Your instructions =
Which lines in the records below contain the word "cucumber"? Pull out each of those lines, treating uppercase and lowercase as different.

Data provided =
----------------

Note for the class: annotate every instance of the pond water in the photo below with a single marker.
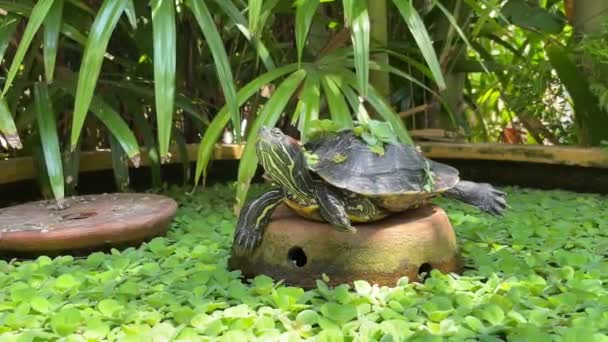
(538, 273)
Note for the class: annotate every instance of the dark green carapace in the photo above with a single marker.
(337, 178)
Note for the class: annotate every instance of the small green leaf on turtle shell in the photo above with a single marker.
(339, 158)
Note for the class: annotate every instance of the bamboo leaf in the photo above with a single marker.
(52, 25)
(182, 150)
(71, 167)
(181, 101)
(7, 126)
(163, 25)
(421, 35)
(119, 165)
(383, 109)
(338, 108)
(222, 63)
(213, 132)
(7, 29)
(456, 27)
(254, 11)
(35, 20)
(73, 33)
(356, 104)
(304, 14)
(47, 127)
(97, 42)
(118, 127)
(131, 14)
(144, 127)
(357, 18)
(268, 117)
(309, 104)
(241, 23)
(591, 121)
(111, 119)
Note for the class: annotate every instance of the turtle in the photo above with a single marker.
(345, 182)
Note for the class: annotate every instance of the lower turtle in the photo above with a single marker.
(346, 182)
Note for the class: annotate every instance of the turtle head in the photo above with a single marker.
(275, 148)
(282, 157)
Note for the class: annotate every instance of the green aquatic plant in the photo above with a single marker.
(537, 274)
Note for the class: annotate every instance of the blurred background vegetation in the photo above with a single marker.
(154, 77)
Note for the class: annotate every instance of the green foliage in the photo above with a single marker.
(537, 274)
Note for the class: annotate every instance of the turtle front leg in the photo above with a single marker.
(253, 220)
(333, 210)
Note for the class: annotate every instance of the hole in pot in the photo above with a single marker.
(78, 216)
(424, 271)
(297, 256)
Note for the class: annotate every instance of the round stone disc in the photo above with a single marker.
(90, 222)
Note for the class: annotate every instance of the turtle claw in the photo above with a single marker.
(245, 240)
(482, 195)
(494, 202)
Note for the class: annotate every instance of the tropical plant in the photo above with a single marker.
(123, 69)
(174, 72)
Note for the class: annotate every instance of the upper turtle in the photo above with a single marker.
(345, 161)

----------------

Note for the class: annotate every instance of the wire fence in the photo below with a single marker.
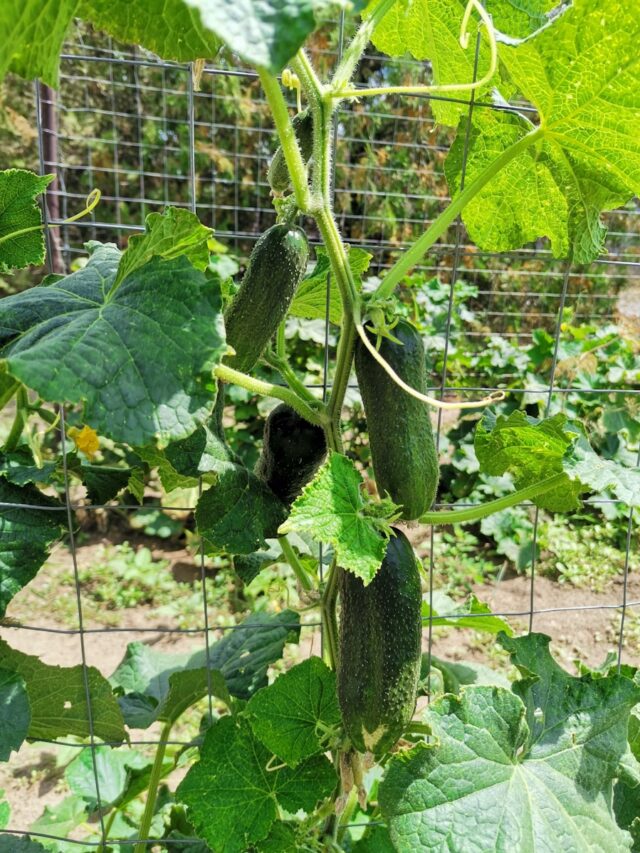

----------------

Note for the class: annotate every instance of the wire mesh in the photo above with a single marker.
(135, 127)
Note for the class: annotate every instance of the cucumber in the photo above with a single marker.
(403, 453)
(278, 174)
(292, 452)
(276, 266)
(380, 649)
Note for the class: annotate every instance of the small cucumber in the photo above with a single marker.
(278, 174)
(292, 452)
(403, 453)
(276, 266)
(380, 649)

----------------

Output of the task =
Note for the class: annotate every instance of the cucumber in the photo above with a single marker.
Note for the class: annotate every instance of the small cucumber in the photo above with a single marker.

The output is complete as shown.